[Start of section]

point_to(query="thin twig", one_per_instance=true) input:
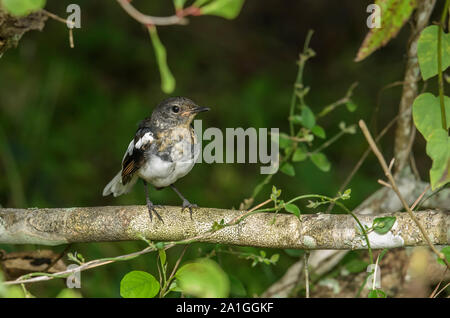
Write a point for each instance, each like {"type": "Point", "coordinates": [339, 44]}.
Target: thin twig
{"type": "Point", "coordinates": [419, 198]}
{"type": "Point", "coordinates": [61, 255]}
{"type": "Point", "coordinates": [386, 170]}
{"type": "Point", "coordinates": [237, 219]}
{"type": "Point", "coordinates": [150, 20]}
{"type": "Point", "coordinates": [362, 159]}
{"type": "Point", "coordinates": [342, 101]}
{"type": "Point", "coordinates": [443, 288]}
{"type": "Point", "coordinates": [306, 258]}
{"type": "Point", "coordinates": [433, 294]}
{"type": "Point", "coordinates": [58, 18]}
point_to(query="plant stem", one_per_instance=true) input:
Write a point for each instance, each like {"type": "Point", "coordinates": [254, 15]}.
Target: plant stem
{"type": "Point", "coordinates": [298, 81]}
{"type": "Point", "coordinates": [441, 82]}
{"type": "Point", "coordinates": [391, 179]}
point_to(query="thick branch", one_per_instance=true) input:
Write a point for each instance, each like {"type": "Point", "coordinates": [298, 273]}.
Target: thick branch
{"type": "Point", "coordinates": [119, 223]}
{"type": "Point", "coordinates": [13, 28]}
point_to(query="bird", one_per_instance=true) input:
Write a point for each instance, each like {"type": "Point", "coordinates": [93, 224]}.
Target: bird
{"type": "Point", "coordinates": [163, 150]}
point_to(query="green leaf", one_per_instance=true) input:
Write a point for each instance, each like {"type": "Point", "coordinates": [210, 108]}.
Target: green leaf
{"type": "Point", "coordinates": [308, 118]}
{"type": "Point", "coordinates": [321, 161]}
{"type": "Point", "coordinates": [285, 140]}
{"type": "Point", "coordinates": [438, 148]}
{"type": "Point", "coordinates": [346, 194]}
{"type": "Point", "coordinates": [237, 289]}
{"type": "Point", "coordinates": [427, 113]}
{"type": "Point", "coordinates": [377, 293]}
{"type": "Point", "coordinates": [162, 256]}
{"type": "Point", "coordinates": [446, 252]}
{"type": "Point", "coordinates": [139, 284]}
{"type": "Point", "coordinates": [288, 169]}
{"type": "Point", "coordinates": [179, 4]}
{"type": "Point", "coordinates": [318, 131]}
{"type": "Point", "coordinates": [299, 155]}
{"type": "Point", "coordinates": [274, 258]}
{"type": "Point", "coordinates": [384, 224]}
{"type": "Point", "coordinates": [356, 266]}
{"type": "Point", "coordinates": [69, 293]}
{"type": "Point", "coordinates": [427, 51]}
{"type": "Point", "coordinates": [22, 7]}
{"type": "Point", "coordinates": [167, 79]}
{"type": "Point", "coordinates": [351, 106]}
{"type": "Point", "coordinates": [294, 252]}
{"type": "Point", "coordinates": [394, 14]}
{"type": "Point", "coordinates": [203, 278]}
{"type": "Point", "coordinates": [228, 9]}
{"type": "Point", "coordinates": [292, 208]}
{"type": "Point", "coordinates": [296, 119]}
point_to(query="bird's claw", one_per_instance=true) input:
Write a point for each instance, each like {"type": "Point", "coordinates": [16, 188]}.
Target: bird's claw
{"type": "Point", "coordinates": [152, 208]}
{"type": "Point", "coordinates": [189, 206]}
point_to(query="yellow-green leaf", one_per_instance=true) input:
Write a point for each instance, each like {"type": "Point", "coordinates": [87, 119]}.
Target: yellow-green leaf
{"type": "Point", "coordinates": [203, 278]}
{"type": "Point", "coordinates": [427, 113]}
{"type": "Point", "coordinates": [394, 14]}
{"type": "Point", "coordinates": [22, 7]}
{"type": "Point", "coordinates": [438, 148]}
{"type": "Point", "coordinates": [321, 161]}
{"type": "Point", "coordinates": [228, 9]}
{"type": "Point", "coordinates": [427, 51]}
{"type": "Point", "coordinates": [139, 284]}
{"type": "Point", "coordinates": [167, 79]}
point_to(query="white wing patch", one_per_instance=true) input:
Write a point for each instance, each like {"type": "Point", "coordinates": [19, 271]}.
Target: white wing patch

[End of section]

WORK REQUEST: The lines holding the string "wing" are what is needed from the material above.

OUTPUT FOR THIS TASK:
point_to(query="white wing patch", one_per_instance=true) input:
Target: white wing patch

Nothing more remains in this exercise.